--- 节选内容 ---
**********

原理:在集群上每个机器生成TFRecord文件然后推送到指定的HDFS位置,并删除源TFRecord(这步可以不用,会自动删除)。
1. map阶段
import sys, random
sys.path.append("./")
# 产生随机数,用以shuffle数据
# 如果输入的rcfile格式的文件,则需要删除下标0的数据
for line in sys.stdin:
line = line.strip().split("\t")
print("{}\t{}".format(random.random(), "\t".join(line)))
2. reduce阶段
import sys
import time
import socket
import tensorflow as tf
def create_float_feature(values):
return tf.train.Feature(float_list=tf.train.FloatList(value=values))
def create_int_feature(values):
return tf.train.Feature(int64_list=tf.train.Int64List(value=values))
def gen_filename():
# 生成文件名, 规则为:ip + time,防止文件名重复
myname = socket.getfqdn(socket.gethostname())
myaddr = socket.gethostbyname(myname)
mytime = time.time()
return myaddr+"_"+str(mytime)
def encode_line(line):
# 第1列为deviceID经过hash之后的整型,第2列为label
feed_dict = {}
feed_dict["device_id"] = create_int_feature([int(line[0])])
feed_dict["label"] = create_int_feature([int(line[1])])
return feed_dict
def convert(tmp_save_path, hdfs_path):
# tmp_save_path: 临时存储的位置
# hdfs_path: 最终存储的位置
writer = tf.io.TFRecordWriter(tmp_save_path)
for line in sys.stdin:
line = line.strip().split("\t")
feed_dict = encode_line(line[1:])
if not feed_dict:
continue
example = tf.train.Example(features=tf.train.Features(feature=feed_dict))
serialized = example.SerializeToString()
writer.write(serialized)
writer.close()
# 将临时存储的TFRecord推送到指定hdfs路径,并删除临时文件
os.system("hadoop fs -put %s %s"%(tmp_save_path, hdfs_path))
os.system("rm %s"%tmp_save_path)

**********

--- 简短练习 1 ---
给出下面各行中含有字符串“blue”的行数,只写数字,大小写须区分。
这段关于在集群上生成TFRecord文件的文字与下面各行毫无关联。

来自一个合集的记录
**********

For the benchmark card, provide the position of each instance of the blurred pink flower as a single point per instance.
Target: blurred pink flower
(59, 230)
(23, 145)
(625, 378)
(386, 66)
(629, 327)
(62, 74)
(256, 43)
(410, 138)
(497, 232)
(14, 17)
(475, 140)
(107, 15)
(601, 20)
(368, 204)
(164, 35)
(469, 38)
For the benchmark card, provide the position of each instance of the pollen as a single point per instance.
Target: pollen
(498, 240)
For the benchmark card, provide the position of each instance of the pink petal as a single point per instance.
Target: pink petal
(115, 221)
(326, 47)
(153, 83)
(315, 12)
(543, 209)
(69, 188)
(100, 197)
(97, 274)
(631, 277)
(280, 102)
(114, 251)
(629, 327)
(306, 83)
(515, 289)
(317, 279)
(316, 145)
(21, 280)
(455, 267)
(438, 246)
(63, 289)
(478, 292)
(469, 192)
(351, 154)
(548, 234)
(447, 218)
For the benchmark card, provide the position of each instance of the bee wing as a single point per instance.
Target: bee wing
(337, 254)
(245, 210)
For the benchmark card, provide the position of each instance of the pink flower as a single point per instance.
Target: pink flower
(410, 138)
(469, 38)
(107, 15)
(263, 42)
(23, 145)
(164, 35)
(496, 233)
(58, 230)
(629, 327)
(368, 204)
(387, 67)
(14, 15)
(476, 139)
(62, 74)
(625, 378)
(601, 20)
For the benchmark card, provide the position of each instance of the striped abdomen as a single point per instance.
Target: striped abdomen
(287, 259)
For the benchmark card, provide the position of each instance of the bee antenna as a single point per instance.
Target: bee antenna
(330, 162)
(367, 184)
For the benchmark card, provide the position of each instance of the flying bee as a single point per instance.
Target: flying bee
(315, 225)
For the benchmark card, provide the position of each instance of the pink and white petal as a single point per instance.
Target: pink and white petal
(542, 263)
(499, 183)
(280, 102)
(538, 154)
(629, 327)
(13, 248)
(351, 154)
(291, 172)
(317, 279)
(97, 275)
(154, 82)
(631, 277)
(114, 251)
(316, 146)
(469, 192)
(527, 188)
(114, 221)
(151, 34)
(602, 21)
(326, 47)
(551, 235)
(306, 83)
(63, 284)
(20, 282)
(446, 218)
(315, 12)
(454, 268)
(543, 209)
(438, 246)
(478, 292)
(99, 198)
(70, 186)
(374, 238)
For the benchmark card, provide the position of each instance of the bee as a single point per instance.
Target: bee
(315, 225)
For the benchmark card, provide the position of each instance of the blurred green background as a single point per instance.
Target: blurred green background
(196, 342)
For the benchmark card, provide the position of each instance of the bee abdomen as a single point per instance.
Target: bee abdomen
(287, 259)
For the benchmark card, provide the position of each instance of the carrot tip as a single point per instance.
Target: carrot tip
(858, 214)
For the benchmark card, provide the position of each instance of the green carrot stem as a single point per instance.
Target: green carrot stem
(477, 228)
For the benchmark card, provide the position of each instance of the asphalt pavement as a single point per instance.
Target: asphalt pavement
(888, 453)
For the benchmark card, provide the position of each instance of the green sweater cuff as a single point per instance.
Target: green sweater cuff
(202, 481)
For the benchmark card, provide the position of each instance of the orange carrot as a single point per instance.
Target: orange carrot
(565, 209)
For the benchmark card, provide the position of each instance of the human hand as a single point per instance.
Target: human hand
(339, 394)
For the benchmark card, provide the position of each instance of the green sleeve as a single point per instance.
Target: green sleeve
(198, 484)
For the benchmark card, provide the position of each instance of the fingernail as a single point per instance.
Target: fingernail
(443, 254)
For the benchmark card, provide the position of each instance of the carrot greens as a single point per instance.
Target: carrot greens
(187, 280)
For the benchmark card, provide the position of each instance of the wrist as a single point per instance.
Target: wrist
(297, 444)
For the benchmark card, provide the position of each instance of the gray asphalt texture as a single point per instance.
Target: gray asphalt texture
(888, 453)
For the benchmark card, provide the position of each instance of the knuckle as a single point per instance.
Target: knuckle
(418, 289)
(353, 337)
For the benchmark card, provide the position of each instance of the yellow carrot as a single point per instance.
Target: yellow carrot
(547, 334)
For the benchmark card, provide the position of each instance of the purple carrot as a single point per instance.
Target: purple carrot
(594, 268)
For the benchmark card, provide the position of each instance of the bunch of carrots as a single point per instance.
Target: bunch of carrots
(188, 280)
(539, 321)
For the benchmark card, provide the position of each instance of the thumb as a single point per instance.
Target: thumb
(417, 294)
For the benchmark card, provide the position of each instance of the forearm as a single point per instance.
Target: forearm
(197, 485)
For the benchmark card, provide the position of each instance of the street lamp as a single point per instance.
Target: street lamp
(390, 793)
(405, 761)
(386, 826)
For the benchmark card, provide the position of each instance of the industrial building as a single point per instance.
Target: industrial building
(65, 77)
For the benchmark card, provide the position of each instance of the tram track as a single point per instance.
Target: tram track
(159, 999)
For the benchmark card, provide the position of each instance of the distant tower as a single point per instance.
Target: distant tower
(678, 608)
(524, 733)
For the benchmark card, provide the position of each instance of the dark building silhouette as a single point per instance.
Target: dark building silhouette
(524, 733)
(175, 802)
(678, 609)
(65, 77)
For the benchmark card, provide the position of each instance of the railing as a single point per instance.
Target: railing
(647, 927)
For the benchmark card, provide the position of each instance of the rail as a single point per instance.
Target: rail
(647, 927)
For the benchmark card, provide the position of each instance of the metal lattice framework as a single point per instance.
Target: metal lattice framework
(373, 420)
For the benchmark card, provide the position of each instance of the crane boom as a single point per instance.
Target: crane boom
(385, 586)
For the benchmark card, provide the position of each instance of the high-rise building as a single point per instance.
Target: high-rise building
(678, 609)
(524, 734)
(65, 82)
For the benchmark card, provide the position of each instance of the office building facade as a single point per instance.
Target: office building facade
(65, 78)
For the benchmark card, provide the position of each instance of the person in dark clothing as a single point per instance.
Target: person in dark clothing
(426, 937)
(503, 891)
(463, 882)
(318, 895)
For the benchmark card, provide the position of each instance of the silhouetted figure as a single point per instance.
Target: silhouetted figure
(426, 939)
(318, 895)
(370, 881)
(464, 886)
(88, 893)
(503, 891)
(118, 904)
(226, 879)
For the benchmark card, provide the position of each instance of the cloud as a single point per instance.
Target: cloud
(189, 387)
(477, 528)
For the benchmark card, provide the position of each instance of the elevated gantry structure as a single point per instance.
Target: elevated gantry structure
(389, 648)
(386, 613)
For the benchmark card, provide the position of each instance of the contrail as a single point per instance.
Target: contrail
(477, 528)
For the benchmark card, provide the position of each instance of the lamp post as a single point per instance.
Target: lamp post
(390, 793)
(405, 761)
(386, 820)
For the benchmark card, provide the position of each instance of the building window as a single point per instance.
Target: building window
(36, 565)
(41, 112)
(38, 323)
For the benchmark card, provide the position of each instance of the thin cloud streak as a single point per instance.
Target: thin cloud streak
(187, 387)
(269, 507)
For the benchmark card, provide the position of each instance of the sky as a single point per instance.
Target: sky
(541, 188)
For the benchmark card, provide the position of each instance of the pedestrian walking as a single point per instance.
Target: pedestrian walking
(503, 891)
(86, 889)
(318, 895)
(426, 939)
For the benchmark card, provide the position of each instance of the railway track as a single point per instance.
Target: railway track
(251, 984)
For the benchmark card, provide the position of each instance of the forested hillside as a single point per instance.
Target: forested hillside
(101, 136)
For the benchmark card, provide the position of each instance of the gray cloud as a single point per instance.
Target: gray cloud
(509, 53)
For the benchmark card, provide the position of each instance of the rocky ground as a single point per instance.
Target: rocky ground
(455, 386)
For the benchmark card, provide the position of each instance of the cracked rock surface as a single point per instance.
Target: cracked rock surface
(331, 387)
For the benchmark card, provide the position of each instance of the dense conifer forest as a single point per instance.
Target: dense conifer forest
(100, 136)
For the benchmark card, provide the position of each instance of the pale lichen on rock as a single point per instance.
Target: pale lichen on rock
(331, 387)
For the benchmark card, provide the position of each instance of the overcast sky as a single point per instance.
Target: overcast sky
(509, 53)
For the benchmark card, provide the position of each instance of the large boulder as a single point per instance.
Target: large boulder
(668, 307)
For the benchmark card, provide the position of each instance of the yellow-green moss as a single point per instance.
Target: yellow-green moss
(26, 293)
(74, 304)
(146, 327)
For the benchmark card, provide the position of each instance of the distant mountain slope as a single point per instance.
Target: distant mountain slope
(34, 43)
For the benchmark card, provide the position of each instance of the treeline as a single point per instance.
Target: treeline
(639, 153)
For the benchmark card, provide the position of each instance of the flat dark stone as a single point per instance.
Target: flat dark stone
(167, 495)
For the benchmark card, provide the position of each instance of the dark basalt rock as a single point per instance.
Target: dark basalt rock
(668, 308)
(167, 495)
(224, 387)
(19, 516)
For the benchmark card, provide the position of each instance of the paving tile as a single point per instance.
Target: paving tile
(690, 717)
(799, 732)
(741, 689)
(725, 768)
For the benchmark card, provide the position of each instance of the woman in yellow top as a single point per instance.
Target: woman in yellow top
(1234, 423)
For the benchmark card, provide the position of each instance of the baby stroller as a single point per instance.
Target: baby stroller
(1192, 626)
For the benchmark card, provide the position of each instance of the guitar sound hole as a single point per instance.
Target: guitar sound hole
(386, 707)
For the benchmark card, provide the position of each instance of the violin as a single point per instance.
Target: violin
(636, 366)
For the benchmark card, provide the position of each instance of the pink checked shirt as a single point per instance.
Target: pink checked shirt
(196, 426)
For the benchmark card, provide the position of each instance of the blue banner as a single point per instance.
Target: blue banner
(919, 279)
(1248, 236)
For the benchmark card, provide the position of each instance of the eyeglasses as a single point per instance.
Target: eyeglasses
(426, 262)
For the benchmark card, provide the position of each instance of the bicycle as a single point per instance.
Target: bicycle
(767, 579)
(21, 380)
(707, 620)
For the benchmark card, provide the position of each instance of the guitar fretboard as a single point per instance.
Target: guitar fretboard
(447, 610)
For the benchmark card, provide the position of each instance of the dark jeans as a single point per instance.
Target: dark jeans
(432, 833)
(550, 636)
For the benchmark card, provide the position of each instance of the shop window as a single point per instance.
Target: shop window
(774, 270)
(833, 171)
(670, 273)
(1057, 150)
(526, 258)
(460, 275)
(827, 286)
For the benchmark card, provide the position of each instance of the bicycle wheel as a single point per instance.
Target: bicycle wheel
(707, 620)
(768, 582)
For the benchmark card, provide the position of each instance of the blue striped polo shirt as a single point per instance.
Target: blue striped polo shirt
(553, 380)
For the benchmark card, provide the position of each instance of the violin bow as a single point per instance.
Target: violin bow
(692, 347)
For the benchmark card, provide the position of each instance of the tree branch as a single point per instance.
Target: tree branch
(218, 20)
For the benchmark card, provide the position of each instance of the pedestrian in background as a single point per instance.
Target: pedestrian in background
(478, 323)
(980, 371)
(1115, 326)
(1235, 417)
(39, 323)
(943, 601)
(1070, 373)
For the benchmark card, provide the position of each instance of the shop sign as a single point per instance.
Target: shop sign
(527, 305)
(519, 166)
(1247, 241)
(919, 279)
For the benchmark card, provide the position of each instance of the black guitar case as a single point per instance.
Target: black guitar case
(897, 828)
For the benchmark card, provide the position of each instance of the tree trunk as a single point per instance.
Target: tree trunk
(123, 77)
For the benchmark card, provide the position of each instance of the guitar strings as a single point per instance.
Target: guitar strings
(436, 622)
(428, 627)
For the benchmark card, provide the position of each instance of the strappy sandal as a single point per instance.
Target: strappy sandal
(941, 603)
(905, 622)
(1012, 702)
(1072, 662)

**********

--- 简短练习 2 ---
请接着上面那段关于在集群上生成TFRecord文件的文字往下写。

--- 练习结果 1 ---
4

--- 练习结果 2 ---
if __name__ == "__main__":
# 输出的hdfs路径
hdfs_path = sys.argv[1]
file_name = gen_name()
tmp_save_path = file_name + ".tfrecord"
convert(tmp_save_path, hdfs_path)
3. 任务提交命令
# 文件输入
INPUT_DIR=/user/rcmd/source/dt=20200507/*
# recuder自带输出目录
OUTPUT_DIR=/user/rcmd/train/dt=20200507_tmp/
# tfrecord输出目录
TFRECORD_DIR=/user/rcmd/train/dt=20200507/
# python环境
PY="/user/envs/Python.zip#Python"
hadoop fs -rmr ${OUTPUT_DIR}
hadoop fs -rmr ${TFRECORD_DIR}
hadoop fs -mkdir -p {TFRECORD_DIR}
hadoop fs -chmod -R 777 ${TFRECORD_DIR}
hadoop fs -test -e ${OUTPUT_DIR}
if [ $? -eq 0 ] ; then
hadoop fs -rmr ${OUTPUT_DIR}
else
echo "${OUTPUT_DIR} not found!"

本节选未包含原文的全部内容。